(Dataset excerpts)
*** Begin section ***

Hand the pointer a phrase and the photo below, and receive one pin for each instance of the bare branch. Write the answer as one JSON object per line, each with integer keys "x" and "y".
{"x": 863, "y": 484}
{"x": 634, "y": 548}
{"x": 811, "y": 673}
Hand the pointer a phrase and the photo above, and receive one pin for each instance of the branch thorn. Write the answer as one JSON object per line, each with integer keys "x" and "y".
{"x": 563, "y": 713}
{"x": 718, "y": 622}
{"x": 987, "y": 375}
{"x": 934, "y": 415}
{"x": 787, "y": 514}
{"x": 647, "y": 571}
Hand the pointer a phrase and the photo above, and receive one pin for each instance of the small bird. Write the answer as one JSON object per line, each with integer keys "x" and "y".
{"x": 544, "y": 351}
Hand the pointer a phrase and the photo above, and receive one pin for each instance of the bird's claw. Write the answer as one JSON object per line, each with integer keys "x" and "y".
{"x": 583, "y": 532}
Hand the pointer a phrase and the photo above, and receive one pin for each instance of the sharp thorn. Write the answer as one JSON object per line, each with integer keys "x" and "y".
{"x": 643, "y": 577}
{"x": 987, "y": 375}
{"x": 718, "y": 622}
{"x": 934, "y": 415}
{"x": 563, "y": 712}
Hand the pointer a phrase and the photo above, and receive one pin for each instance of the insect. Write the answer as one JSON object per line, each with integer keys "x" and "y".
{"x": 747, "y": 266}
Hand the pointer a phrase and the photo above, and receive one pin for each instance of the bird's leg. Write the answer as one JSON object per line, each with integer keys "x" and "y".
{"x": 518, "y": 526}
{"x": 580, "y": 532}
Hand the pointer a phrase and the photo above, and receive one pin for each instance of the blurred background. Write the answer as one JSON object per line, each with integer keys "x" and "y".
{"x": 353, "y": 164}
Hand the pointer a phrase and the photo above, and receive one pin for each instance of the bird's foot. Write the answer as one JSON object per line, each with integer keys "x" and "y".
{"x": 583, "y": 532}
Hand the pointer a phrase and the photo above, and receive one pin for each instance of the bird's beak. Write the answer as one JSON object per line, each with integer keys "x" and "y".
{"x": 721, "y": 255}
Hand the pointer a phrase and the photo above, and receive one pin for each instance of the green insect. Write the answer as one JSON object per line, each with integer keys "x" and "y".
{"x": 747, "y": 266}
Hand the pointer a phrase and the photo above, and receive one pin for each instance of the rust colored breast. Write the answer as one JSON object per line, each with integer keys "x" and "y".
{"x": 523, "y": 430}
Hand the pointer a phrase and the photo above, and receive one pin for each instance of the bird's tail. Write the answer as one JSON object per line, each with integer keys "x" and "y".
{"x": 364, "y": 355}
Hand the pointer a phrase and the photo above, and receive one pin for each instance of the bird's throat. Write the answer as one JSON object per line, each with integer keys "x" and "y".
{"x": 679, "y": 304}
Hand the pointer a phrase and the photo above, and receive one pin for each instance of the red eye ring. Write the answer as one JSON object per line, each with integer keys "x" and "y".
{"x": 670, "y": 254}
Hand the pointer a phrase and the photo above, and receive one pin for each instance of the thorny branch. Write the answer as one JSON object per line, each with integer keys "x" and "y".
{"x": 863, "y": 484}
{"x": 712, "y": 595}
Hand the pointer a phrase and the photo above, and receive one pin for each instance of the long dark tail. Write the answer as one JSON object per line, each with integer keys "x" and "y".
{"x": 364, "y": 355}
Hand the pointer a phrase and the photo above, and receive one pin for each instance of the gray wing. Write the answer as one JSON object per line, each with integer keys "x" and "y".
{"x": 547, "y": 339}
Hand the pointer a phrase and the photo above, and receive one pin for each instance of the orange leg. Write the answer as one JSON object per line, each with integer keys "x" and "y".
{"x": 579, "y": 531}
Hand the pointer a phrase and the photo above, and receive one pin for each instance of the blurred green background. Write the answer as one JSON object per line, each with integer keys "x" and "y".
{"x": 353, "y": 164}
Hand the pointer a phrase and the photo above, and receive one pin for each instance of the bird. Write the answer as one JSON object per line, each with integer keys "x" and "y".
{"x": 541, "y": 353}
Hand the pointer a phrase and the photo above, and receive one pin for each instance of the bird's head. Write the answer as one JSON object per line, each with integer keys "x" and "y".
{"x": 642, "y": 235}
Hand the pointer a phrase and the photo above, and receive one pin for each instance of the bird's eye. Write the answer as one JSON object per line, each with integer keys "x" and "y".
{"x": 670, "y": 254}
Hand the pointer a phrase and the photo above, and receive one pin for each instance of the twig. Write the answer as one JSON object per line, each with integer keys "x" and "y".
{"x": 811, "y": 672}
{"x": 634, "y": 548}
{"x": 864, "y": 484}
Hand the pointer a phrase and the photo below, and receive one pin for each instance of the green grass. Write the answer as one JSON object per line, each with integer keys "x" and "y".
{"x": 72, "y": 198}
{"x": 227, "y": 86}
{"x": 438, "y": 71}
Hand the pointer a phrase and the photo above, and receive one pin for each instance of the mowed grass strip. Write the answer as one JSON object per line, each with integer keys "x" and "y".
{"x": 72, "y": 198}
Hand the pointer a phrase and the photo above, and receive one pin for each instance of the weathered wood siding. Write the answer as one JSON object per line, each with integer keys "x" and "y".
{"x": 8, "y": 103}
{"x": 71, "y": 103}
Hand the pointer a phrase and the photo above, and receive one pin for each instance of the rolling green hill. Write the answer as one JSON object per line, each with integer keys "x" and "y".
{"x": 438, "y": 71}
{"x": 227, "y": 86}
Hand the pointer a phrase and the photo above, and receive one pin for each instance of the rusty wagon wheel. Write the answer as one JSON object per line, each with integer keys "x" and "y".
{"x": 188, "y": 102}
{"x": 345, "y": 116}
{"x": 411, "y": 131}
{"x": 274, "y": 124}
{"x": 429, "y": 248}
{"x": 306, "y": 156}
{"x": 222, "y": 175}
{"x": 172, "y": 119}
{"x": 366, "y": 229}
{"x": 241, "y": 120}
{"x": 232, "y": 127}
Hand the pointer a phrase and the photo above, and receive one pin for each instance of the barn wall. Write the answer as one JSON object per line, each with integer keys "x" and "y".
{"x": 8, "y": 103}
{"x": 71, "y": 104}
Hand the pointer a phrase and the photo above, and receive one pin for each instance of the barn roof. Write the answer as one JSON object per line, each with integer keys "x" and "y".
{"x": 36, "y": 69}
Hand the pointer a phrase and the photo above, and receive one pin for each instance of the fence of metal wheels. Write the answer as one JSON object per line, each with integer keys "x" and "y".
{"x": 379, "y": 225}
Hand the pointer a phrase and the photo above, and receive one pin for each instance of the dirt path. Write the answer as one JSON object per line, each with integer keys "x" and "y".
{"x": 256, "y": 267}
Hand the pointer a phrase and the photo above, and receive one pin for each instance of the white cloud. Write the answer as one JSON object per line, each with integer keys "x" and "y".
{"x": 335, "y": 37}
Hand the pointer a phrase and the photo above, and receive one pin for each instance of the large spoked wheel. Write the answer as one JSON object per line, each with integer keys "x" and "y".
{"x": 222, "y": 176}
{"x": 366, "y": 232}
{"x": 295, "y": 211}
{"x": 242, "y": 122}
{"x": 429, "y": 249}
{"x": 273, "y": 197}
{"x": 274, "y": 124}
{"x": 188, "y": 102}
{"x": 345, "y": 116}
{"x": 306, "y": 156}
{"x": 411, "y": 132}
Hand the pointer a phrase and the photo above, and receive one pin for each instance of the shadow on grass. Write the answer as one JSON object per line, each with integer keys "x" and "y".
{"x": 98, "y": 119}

*** End section ***

The records above are to be output in full and without error.

Output of the task |
Hand the pointer a phrase and the photo below, and receive one pin for each instance of the bare branch. Write the answer as one JSON object per line, each with integer keys "x" and "y".
{"x": 863, "y": 484}
{"x": 634, "y": 548}
{"x": 811, "y": 673}
Hand the pointer a phrase and the photo above, and receive one pin for each instance of the branch thorn. Write the answer as one JSON object per line, each with integer keys "x" and "y".
{"x": 563, "y": 713}
{"x": 718, "y": 622}
{"x": 987, "y": 375}
{"x": 934, "y": 415}
{"x": 787, "y": 514}
{"x": 647, "y": 571}
Hand the pointer a phrase and the photo above, and receive one pin for each instance of the small bird. Write the answer as one JSON object per line, each with integer keys "x" and "y".
{"x": 544, "y": 351}
Hand the pointer a phrase and the photo above, and receive one pin for each instance of the bird's claw. Write the answer as one JSON object per line, each with integer keys "x" and "y".
{"x": 583, "y": 532}
Hand the pointer a phrase and the photo above, and receive one pin for each instance of the sharp thorn. Write the answer as one JSON object per line, each with integer keys "x" and "y".
{"x": 643, "y": 577}
{"x": 987, "y": 375}
{"x": 718, "y": 622}
{"x": 934, "y": 415}
{"x": 563, "y": 712}
Hand the pointer a phrase and the photo above, and receive one pin for each instance of the insect. Write the answer as one JSON object per line, each with integer keys "x" and "y".
{"x": 747, "y": 266}
Hand the pointer a phrase and the photo above, and receive one pin for each instance of the bird's leg. Write the answer as one JSON object per line, each with integer keys "x" and "y".
{"x": 518, "y": 526}
{"x": 580, "y": 532}
Hand the pointer a phrase and the photo above, and receive one pin for each instance of the blurred background. Write the answer as one JSON object per line, each with integer keys "x" and "y".
{"x": 353, "y": 164}
Hand the pointer a phrase and the photo above, and receive one pin for each instance of the bird's foot. Write the answer as one JSON object per line, each with integer keys "x" and "y".
{"x": 583, "y": 532}
Hand the pointer a phrase and the photo above, and receive one pin for each instance of the bird's beak. Write the answer as one JSON object per line, each with integer keys "x" and "y".
{"x": 721, "y": 255}
Hand the pointer a phrase and the photo above, and receive one pin for each instance of the green insect. Write the answer as one JSON object per line, each with integer keys "x" and "y".
{"x": 747, "y": 266}
Hand the pointer a phrase and the photo above, and receive one pin for each instance of the rust colored breast. Write the answer as one JSON object per line, each with integer keys "x" and "y".
{"x": 523, "y": 430}
Hand the pointer a phrase and the photo above, and receive one pin for each instance of the bird's tail. Write the answer as one JSON object per line, each with integer keys "x" and "y".
{"x": 364, "y": 355}
Hand the pointer a phrase and the photo above, and receive one pin for each instance of the bird's throat. Write the answer as one JSON object per line, each with integer keys "x" and "y".
{"x": 679, "y": 304}
Hand the pointer a phrase and the photo above, and receive one pin for each instance of the red eye ring. Write the answer as one JSON object per line, each with integer keys "x" and "y".
{"x": 670, "y": 254}
Hand the pointer a phrase and the photo above, and receive one pin for each instance of the thorny branch. Write the answer as one JSON object per line, each with integer keys "x" and "y".
{"x": 863, "y": 484}
{"x": 712, "y": 595}
Hand the pointer a phrase and the photo above, and receive one pin for each instance of the long dark tail. Write the answer as one JSON object per line, each with integer keys "x" and "y".
{"x": 364, "y": 355}
Hand the pointer a phrase and the photo above, and receive one pin for each instance of the gray wing. Write the answer as one JSON object per line, each with integer keys "x" and "y".
{"x": 547, "y": 339}
Hand the pointer a phrase and the photo above, and receive one pin for each instance of the orange leg. Write the answer as one JSON object per line, each with integer keys "x" and "y".
{"x": 579, "y": 531}
Hand the pointer a phrase and the photo above, and receive one pin for each instance of the blurred green background. Write the answer as one JSON object per line, each with integer keys "x" and "y".
{"x": 353, "y": 164}
Hand the pointer a phrase and the photo above, and receive one pin for each instance of the bird. Write the answer as one JSON object per line, each with integer keys "x" and "y".
{"x": 541, "y": 353}
Hand the pointer a phrase and the photo above, and receive one pin for each instance of the bird's head. Write the answer as one JSON object per line, each with integer keys "x" and "y".
{"x": 642, "y": 235}
Hand the pointer a phrase and the photo above, and receive one pin for each instance of the bird's eye. Write the answer as one JSON object per line, each with integer keys "x" and "y".
{"x": 670, "y": 254}
Hand the pointer a phrase and the photo above, and receive one pin for each instance of the twig. Write the answer as one JSON object per line, each with integer keys "x" and "y".
{"x": 811, "y": 672}
{"x": 634, "y": 548}
{"x": 864, "y": 484}
Hand the pointer a phrase and the photo below, and receive one pin for each instance of the green grass. Write the answer as one JSON object per line, each with integer keys "x" and "y".
{"x": 72, "y": 198}
{"x": 227, "y": 86}
{"x": 438, "y": 71}
Hand the pointer a phrase and the photo above, and receive one pin for each instance of the mowed grass strip. Write the answer as one JSON object per line, each with integer keys "x" and "y".
{"x": 72, "y": 198}
Hand the pointer a phrase and the photo above, and receive one pin for each instance of the weathered wood siding. Write the answer as one JSON object per line, each with integer keys "x" and "y".
{"x": 8, "y": 103}
{"x": 71, "y": 103}
Hand the pointer a phrase and the photo above, and receive one pin for each instance of the rolling green hill. Write the answer as one JSON object per line, each with integer keys "x" and "y".
{"x": 438, "y": 71}
{"x": 227, "y": 86}
Hand the pointer a phrase and the photo above, and receive one pin for each instance of the rusty wagon wheel. Write the answer as one JSON object per line, each with integer keys "x" and "y".
{"x": 188, "y": 102}
{"x": 345, "y": 116}
{"x": 411, "y": 131}
{"x": 274, "y": 124}
{"x": 429, "y": 248}
{"x": 306, "y": 156}
{"x": 222, "y": 175}
{"x": 172, "y": 119}
{"x": 366, "y": 229}
{"x": 241, "y": 120}
{"x": 232, "y": 127}
Hand the pointer a phrase and the photo above, and receive one pin for each instance of the barn wall. Write the answer as one JSON object per line, each with integer keys "x" and "y".
{"x": 8, "y": 103}
{"x": 71, "y": 104}
Hand the pointer a phrase and the photo above, and receive one pin for each instance of the barn roof. Write the answer as one JSON object per line, each with integer keys "x" and "y".
{"x": 36, "y": 69}
Hand the pointer a phrase and the photo above, and receive one pin for each instance of the fence of metal wheels. Write the answer as one JSON object per line, each with integer keys "x" and "y".
{"x": 379, "y": 225}
Hand the pointer a phrase and the photo above, and receive one pin for each instance of the dirt path. Write the answer as one JSON object per line, each with integer keys "x" and "y".
{"x": 256, "y": 267}
Hand the pointer a phrase and the photo above, and receive one pin for each instance of the white cloud. Write the answer as one JSON object per line, each with integer keys "x" and "y".
{"x": 335, "y": 37}
Hand the pointer a phrase and the photo above, and receive one pin for each instance of the large spoked wheel. Write the answer as one JSON object per line, each with integer keys "x" and "y".
{"x": 222, "y": 176}
{"x": 366, "y": 232}
{"x": 295, "y": 211}
{"x": 242, "y": 122}
{"x": 429, "y": 249}
{"x": 273, "y": 197}
{"x": 274, "y": 124}
{"x": 188, "y": 102}
{"x": 345, "y": 116}
{"x": 306, "y": 156}
{"x": 411, "y": 132}
Hand the pointer a phrase and the photo above, and receive one pin for each instance of the shadow on grass. Write the answer as one JSON object per line, each with integer keys "x" and "y".
{"x": 98, "y": 119}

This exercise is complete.